▶ [WHAT YOU NEED TO DO]:
Below are records; output exactly the lines from the one with "positive clicks: (349, 192)" through their final line.

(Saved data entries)
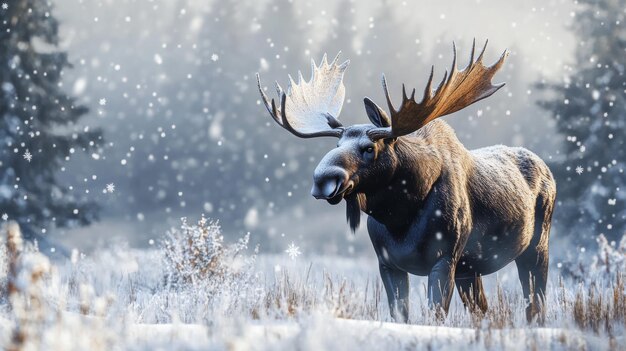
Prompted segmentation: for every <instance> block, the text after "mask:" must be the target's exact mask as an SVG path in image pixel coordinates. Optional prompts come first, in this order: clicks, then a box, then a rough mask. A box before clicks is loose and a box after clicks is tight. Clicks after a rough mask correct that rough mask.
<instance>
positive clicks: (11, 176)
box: [0, 0, 101, 238]
mask: <svg viewBox="0 0 626 351" xmlns="http://www.w3.org/2000/svg"><path fill="white" fill-rule="evenodd" d="M51 12H52V8H51V5H50V2H49V1H44V0H16V1H9V2H7V3H3V4H2V6H1V7H0V43H2V44H1V45H0V143H1V145H2V146H1V147H0V216H2V219H4V220H7V219H12V220H15V221H17V222H18V223H19V224H20V225H21V226H22V229H23V231H24V234H25V237H27V238H32V237H33V236H35V235H37V234H38V233H42V232H43V233H45V232H46V231H47V230H48V229H49V228H50V227H51V226H53V227H54V226H56V227H67V226H70V225H85V224H88V223H90V222H91V221H92V220H94V219H95V216H96V212H97V207H96V206H95V205H94V204H93V203H91V202H90V201H88V200H87V199H85V198H84V195H81V194H77V193H75V192H73V191H72V187H69V186H64V185H62V184H59V182H58V179H57V176H56V173H57V172H58V171H59V170H61V169H62V168H63V162H64V161H65V160H68V159H69V158H70V157H72V155H73V154H74V153H75V152H80V151H83V150H86V149H87V148H90V147H92V146H94V145H95V143H96V142H97V141H98V140H99V139H100V138H101V136H100V133H99V131H96V130H89V128H87V127H79V126H78V125H77V122H78V120H79V119H80V118H81V117H82V116H83V115H85V113H87V109H86V108H85V107H84V106H80V105H77V104H76V103H75V100H74V99H73V98H72V97H69V96H68V95H66V93H65V92H64V89H63V85H62V76H63V70H64V69H65V68H68V67H70V64H69V62H68V59H67V54H66V53H65V52H61V51H59V50H58V42H59V36H58V27H59V24H58V21H57V20H56V19H55V18H54V17H53V16H52V14H51Z"/></svg>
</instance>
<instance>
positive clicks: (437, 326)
mask: <svg viewBox="0 0 626 351" xmlns="http://www.w3.org/2000/svg"><path fill="white" fill-rule="evenodd" d="M3 236H4V235H3ZM245 239H246V238H242V240H240V241H239V242H237V243H235V244H227V243H224V241H223V239H222V237H221V235H220V231H219V228H217V227H216V226H214V225H213V224H212V223H211V222H208V221H205V222H202V221H201V222H200V223H198V224H197V225H195V224H194V225H187V224H185V225H184V226H183V227H182V228H181V229H180V230H175V231H172V232H170V233H169V234H168V236H167V237H166V238H165V241H164V243H163V244H162V245H159V247H160V248H159V249H153V250H132V249H129V248H124V247H119V246H118V247H111V248H108V249H103V250H99V251H96V252H94V253H93V254H90V255H83V254H80V253H78V252H74V253H73V254H72V257H71V258H69V259H67V260H60V261H55V262H49V260H48V259H47V258H46V257H44V256H43V255H41V254H40V253H39V252H37V251H36V250H35V249H33V248H32V247H31V248H29V247H25V248H24V250H23V251H22V252H21V253H20V252H18V251H19V250H18V251H12V250H13V249H11V245H8V246H5V245H3V246H2V253H1V254H0V255H1V260H0V262H1V263H0V269H1V270H2V272H3V274H2V300H0V303H1V304H0V342H1V344H2V346H3V347H4V348H9V347H12V346H13V347H17V348H19V347H23V348H24V349H46V350H71V349H76V350H84V349H90V350H98V349H101V350H113V349H131V350H153V349H162V350H170V349H178V350H184V349H189V350H205V349H230V350H249V349H251V350H280V349H286V350H293V349H301V350H319V349H345V350H348V349H358V350H381V349H441V348H445V349H465V350H485V349H491V350H496V349H498V350H499V349H513V350H526V349H588V350H596V349H619V348H622V349H623V348H624V347H625V346H626V340H625V338H624V320H625V319H624V318H625V316H626V313H625V312H626V298H625V297H624V285H623V283H622V282H621V280H618V279H615V278H611V277H616V275H615V274H614V275H612V276H611V275H606V272H607V271H610V270H615V269H616V267H610V268H607V267H608V266H607V265H602V264H599V263H598V262H599V261H598V257H609V256H611V257H612V256H615V257H617V258H620V257H621V256H620V255H622V256H623V252H621V251H619V250H620V248H619V247H615V246H613V247H612V246H610V245H609V246H608V248H607V247H603V246H601V247H600V254H599V255H597V256H594V257H596V258H595V261H594V260H592V261H590V262H589V264H588V265H587V268H588V269H589V271H588V272H587V276H588V277H590V278H591V277H592V271H591V270H592V269H596V270H599V271H601V274H597V275H595V277H596V279H595V281H593V282H589V283H585V282H584V280H579V282H578V283H577V282H575V281H574V280H572V279H569V278H568V279H562V278H560V277H559V276H558V273H557V272H558V270H557V269H553V271H552V272H553V274H552V279H551V283H550V285H549V293H548V297H547V299H548V300H547V322H546V325H545V326H543V327H538V326H537V325H535V324H530V325H529V324H528V323H527V322H526V320H525V314H524V303H523V300H522V297H521V289H520V287H519V286H518V285H519V282H518V281H517V280H516V277H515V276H516V272H515V269H514V268H513V267H508V268H507V269H505V270H503V271H501V272H499V273H498V274H497V275H493V276H489V277H487V279H486V289H487V295H488V296H487V297H488V301H489V304H490V310H489V311H488V312H487V313H486V314H484V315H483V314H480V313H478V312H470V311H467V310H465V309H464V308H463V305H462V304H461V302H460V300H459V299H458V298H457V297H456V296H455V298H454V300H453V305H452V308H451V311H450V313H449V315H448V317H447V318H446V319H445V320H441V319H438V318H437V316H436V315H435V314H434V313H433V312H432V311H430V310H429V308H428V304H427V300H426V298H425V294H424V290H425V288H424V284H425V279H424V278H420V277H415V278H413V279H412V281H411V283H412V289H411V318H410V319H411V323H410V324H409V325H401V324H396V323H392V322H391V321H390V318H389V316H388V315H389V313H388V309H387V306H386V297H385V294H384V291H383V289H382V287H381V284H380V282H379V278H378V273H377V265H376V262H375V260H374V259H373V257H365V258H342V257H327V256H325V257H315V256H306V257H305V256H303V255H300V254H299V253H298V252H297V251H298V250H297V248H292V250H290V252H286V253H284V254H278V255H257V254H256V253H255V250H252V249H248V248H247V247H246V246H247V242H246V240H245ZM600 244H603V243H602V242H600ZM602 250H604V251H602ZM606 250H613V251H612V252H610V253H607V252H606ZM618 261H619V260H615V262H618ZM182 263H185V264H184V265H181V264H182ZM618 263H619V264H622V263H623V262H622V261H619V262H618ZM577 264H578V263H577ZM594 267H595V268H594ZM599 277H603V278H602V279H600V278H599Z"/></svg>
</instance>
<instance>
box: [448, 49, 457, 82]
mask: <svg viewBox="0 0 626 351" xmlns="http://www.w3.org/2000/svg"><path fill="white" fill-rule="evenodd" d="M452 52H453V56H452V68H450V77H452V76H453V75H454V74H455V73H456V71H457V69H456V44H455V43H454V41H453V42H452Z"/></svg>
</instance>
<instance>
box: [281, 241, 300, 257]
mask: <svg viewBox="0 0 626 351" xmlns="http://www.w3.org/2000/svg"><path fill="white" fill-rule="evenodd" d="M285 252H286V253H287V254H288V255H289V258H291V259H292V260H295V259H296V258H298V256H300V254H301V253H302V252H300V248H299V247H297V246H296V244H294V242H293V241H292V242H291V244H289V247H287V250H285Z"/></svg>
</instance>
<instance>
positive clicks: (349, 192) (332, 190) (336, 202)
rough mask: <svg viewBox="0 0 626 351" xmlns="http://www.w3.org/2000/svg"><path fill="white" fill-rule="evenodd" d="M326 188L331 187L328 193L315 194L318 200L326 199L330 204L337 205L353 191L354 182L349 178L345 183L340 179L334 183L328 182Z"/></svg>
mask: <svg viewBox="0 0 626 351" xmlns="http://www.w3.org/2000/svg"><path fill="white" fill-rule="evenodd" d="M326 188H327V189H328V188H331V189H330V191H328V192H326V193H327V195H324V194H314V195H313V196H314V197H315V198H316V199H318V200H326V201H328V203H329V204H331V205H336V204H338V203H339V202H341V200H342V199H343V198H344V197H345V196H347V195H349V194H350V193H352V190H354V182H353V181H352V180H349V181H347V182H345V183H344V182H342V181H340V180H338V181H337V182H335V183H334V184H333V183H331V184H327V186H326Z"/></svg>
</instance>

▶ [PROBLEM SOLUTION]:
positive clicks: (349, 192) (332, 190) (336, 202)
rough mask: <svg viewBox="0 0 626 351" xmlns="http://www.w3.org/2000/svg"><path fill="white" fill-rule="evenodd" d="M326 188L331 187L328 193L315 194L318 200L326 199L330 204L337 205L353 191L354 182L349 178L345 183L340 179L334 183L328 182Z"/></svg>
mask: <svg viewBox="0 0 626 351" xmlns="http://www.w3.org/2000/svg"><path fill="white" fill-rule="evenodd" d="M326 188H327V189H328V188H331V189H330V191H328V192H326V193H327V195H324V194H314V195H313V196H314V197H315V198H316V199H318V200H326V201H328V203H329V204H331V205H336V204H338V203H339V202H341V200H342V199H343V198H344V197H345V196H347V195H349V194H350V193H352V190H354V182H353V181H352V180H349V181H347V182H345V183H344V182H342V181H340V180H338V181H337V182H335V183H334V184H333V183H331V184H327V186H326Z"/></svg>
</instance>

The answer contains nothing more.